- [WHAT THE TASK ASKS]:
Find every line in the data below that contains the string "hair", and copy each of those lines in full.

- [SUPPLIED MATERIAL]:
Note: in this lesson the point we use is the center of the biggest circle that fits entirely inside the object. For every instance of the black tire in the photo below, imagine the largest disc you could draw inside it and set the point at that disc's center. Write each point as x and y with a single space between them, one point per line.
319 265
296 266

...

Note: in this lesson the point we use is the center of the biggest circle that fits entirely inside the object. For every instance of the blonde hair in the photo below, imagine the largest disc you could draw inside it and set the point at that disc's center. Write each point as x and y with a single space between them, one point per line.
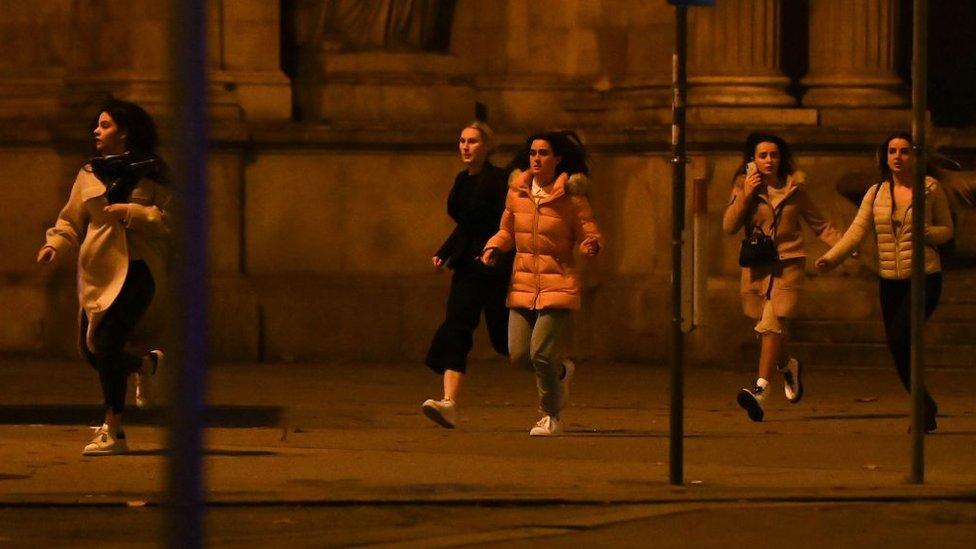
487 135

- [TASK OUTPUT]:
Note: in this lesson the point we use is the center of the biggest circle that fits entirely inside the object. For every instance of the blonde hair in the photo below, imagine the largest disc you could draw inside it and set the point at that disc's center. Write each point as x and y with a single space between them, one point per line.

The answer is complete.